Tâches -
A) Recopiez le passage du commentaire sur la sentence arbitrale compris entre « September 2024 » et « d’un tel recours. », ces deux passages inclus.
B) Relevez toutes les décisions du Conseil d’Etat mentionnées dans le commentaire sur la sentence arbitrale, avec leur date et leur numéro de requête.
C) Rédigez la suite du commentaire sur la sentence arbitrale à partir de sa dernière phrase.

Extrait du document -
______________________________
Le Conseil d’Etat définit l’étendue de son contrôle sur une sentence arbitrale interne

Catégorie

Contrats publics

Date

September 2024

Temps de lecture

3 minutes

CE 30 juillet 2024 Collectivité territoriale de Martinique, req. n° 485583 : Rec. CE

Par un arrêt rendu le 30 juillet 2024, le Conseil d’Etat rappelle sa compétence pour connaitre du recours contre une sentence arbitrale rendue en France dans un litige portant sur l’exécution ou la rupture d’un contrat administratif et précise son office lorsqu’il est saisi d’un tel recours.

En l’espèce, la région de Martinique, aux droits de laquelle est venue la collectivité territoriale de Martinique, a conclu un marché de travaux avec un groupement d’entreprises ayant pour mandataire la société Colas Martinique. Les parties ont conclu une convention d’arbitrage pour mettre fin au litige les opposant sur le règlement financier du marché.

Le tribunal arbitral de Paris a condamné la collectivité territoriale de Martinique à verser au groupement la somme de 1 640 213 euros.

Saisi d’un recours de la personne publique contre cette sentence arbitrale, le Conseil d’Etat confirme la compétence de la juridiction administrative et, au sein de cette dernière, sa propre compétence 1)En application de l’article L. 321-2 du code de justice administrative, pour connaître des recours dirigés contre une sentence arbitrale rendue en France dans un litige né de l’exécution ou de la rupture d’un contrat administratif 2)Voir également : CE 19 avril 2013 Syndicat mixte des aéroports de Charente, req. n° 352750 : Rec. CE.

Transposant alors les règles définies dans son arrêt d’Assemblée société Fosmax 3)CE Ass. 9 novembre 2016 Société Fosmax LNG, req. n° 388806 : Rec. CE, il limite son contrôle à celui de la licéité de la convention d’arbitrage et aux « moyens tirés, d’une part, de ce que la sentence a été rendue dans des conditions irrégulières et, d’autre part, de ce qu’elle est contraire à l’ordre public ».
______________________________
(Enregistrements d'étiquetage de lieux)
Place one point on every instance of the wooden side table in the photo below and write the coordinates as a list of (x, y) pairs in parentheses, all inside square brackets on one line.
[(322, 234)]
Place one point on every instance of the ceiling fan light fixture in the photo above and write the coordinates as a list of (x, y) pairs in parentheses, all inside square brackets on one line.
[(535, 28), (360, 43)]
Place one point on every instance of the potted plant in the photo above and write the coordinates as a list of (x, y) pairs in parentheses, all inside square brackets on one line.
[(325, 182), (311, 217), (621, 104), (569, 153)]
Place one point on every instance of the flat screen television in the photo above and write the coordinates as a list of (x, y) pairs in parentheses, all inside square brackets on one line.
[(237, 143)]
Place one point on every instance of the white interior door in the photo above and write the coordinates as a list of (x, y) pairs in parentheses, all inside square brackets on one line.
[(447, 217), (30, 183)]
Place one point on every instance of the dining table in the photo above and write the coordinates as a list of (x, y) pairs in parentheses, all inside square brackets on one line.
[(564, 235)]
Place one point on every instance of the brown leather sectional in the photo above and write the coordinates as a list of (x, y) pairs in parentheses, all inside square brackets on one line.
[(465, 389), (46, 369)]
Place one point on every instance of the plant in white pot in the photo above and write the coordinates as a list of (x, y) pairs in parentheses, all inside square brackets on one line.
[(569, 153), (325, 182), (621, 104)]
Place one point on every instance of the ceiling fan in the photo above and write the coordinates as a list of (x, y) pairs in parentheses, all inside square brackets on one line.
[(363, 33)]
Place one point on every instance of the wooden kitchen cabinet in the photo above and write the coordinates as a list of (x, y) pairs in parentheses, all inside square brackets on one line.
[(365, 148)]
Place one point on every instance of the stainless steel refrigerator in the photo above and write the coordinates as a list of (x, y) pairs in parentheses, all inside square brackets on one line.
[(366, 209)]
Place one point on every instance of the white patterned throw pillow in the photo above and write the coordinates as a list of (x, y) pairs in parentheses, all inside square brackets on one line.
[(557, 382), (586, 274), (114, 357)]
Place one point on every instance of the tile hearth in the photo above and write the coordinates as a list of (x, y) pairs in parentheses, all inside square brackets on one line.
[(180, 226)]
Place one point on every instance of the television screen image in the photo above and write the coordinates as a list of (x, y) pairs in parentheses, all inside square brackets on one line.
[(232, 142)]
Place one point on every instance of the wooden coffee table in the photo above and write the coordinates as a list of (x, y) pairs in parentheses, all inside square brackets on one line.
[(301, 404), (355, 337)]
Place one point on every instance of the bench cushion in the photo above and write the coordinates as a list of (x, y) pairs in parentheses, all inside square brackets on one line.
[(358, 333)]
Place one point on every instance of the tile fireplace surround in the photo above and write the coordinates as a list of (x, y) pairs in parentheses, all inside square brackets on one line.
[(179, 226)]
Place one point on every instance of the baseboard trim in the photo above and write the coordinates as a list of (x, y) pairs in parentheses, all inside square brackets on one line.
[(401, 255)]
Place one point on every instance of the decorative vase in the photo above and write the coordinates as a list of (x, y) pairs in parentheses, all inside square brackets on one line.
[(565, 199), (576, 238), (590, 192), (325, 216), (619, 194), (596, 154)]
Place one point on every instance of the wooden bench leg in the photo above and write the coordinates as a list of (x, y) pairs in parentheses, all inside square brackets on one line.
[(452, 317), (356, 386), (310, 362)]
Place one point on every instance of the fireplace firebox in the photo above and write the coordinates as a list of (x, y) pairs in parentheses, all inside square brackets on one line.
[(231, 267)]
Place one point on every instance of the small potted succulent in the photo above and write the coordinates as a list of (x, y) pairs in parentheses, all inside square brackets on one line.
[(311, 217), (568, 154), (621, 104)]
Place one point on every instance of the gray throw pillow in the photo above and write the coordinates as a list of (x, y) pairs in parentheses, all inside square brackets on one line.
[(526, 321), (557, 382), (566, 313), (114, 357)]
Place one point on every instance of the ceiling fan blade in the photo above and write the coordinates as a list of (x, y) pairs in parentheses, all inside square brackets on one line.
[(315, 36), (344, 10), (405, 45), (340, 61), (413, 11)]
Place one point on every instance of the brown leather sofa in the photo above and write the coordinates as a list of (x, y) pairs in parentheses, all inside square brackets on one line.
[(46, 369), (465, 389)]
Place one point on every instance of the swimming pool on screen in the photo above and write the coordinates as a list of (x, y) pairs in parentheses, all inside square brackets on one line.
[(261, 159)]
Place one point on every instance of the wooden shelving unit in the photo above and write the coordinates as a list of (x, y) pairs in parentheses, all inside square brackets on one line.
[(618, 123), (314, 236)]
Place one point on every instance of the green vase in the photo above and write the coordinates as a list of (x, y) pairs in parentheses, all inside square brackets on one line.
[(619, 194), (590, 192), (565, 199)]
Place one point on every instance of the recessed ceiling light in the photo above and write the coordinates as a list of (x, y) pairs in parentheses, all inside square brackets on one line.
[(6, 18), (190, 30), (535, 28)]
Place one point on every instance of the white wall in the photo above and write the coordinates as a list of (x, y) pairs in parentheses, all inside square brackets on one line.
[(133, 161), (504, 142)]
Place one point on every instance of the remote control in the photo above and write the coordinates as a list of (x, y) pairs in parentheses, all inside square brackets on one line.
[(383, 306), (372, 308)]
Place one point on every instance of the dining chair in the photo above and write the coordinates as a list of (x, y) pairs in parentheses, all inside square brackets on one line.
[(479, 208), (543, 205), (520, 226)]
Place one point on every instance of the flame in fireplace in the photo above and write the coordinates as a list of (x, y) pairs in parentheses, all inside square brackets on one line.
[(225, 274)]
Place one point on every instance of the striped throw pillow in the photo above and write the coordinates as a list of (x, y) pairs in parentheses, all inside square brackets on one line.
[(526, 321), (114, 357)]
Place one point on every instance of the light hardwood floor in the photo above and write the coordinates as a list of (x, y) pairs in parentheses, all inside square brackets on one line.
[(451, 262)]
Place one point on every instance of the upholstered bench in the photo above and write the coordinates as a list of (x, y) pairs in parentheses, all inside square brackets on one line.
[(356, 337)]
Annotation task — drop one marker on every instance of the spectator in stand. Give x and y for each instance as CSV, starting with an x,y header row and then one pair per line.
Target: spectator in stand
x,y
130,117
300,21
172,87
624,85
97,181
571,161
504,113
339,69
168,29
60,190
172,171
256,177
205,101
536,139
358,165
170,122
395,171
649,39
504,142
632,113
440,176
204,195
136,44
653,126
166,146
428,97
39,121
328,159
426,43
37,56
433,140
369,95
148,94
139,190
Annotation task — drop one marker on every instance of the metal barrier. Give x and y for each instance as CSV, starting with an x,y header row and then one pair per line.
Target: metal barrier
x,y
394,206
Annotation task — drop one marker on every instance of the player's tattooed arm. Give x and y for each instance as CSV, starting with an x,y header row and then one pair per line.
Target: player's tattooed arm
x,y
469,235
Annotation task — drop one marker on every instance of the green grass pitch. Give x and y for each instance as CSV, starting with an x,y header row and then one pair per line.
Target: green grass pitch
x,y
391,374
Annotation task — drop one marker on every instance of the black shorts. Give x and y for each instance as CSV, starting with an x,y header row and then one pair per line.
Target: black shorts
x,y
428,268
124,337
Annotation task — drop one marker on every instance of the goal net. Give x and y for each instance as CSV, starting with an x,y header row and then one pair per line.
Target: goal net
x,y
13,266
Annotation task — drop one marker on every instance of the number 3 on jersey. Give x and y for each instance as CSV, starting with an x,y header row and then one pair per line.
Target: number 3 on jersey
______________________________
Réponses par tâche -
A)
September 2024

Temps de lecture

3 minutes

CE 30 juillet 2024 Collectivité territoriale de Martinique, req. n° 485583 : Rec. CE

Par un arrêt rendu le 30 juillet 2024, le Conseil d’Etat rappelle sa compétence pour connaitre du recours contre une sentence arbitrale rendue en France dans un litige portant sur l’exécution ou la rupture d’un contrat administratif et précise son office lorsqu’il est saisi d’un tel recours.

B)
- CE 30 juillet 2024 Collectivité territoriale de Martinique, req. n° 485583
- CE 19 avril 2013 Syndicat mixte des aéroports de Charente, req. n° 352750
- CE Ass. 9 novembre 2016 Société Fosmax LNG, req. n° 388806

C)
Le Conseil d’Etat précise ensuite ces moyens :

  • Une sentence sera considérée comme irrégulière si le tribunal arbitral s’est déclaré, à tort, compétent ou incompétent, s’il n’a pas été régulièrement composé au regard des principes d’indépendance et d’impartialité, s’il n’a pas statué conformément à la mission confiée par la convention, si la procédure n’a pas été contradictoire ou si la sentence n’a pas été motivée
  • Elle sera regardée comme étant contraire à l’ordre public lorsqu’il est fait application d’un contrat dont l’objet est illicite ou entaché d’un vice d’une particulière gravité (tel un vice du consentement), lorsqu’elle méconnaît des règles auxquelles les personnes publiques ne peuvent déroger (telles que, notamment, l’interdiction de consentir des libéralités) ou lorsqu’elle viole les règles d’ordre public du droit de l’Union européenne.

En cas d’illégalité du recours à l’arbitrage, les juges du Palais Royal prononcent l’annulation de la sentence et décident soit de renvoyer les parties devant le tribunal administratif, soit d’évoquer l’affaire.

Dans le cas inverse, si le litige est arbitrable, ils peuvent rejeter le recours ou annuler partiellement ou totalement la sentence.

Dans le cas où la convention d’arbitrage prévoit une disposition en ce sens ou si les parties sont d’accord, le Conseil d’Etat règle lui-même le litige. En l’absence de stipulation ou d’accord, les parties décident de la saisine d’un tribunal arbitral ou du tribunal administratif compétent.

Le contrôle décrit ci-dessus doit être exercé de même par le juge administratif lorsqu’il est saisi d’une demande tendant à l’exequatur d’une sentence arbitrale rendue dans un litige né de l’exécution d’un contrat administratif.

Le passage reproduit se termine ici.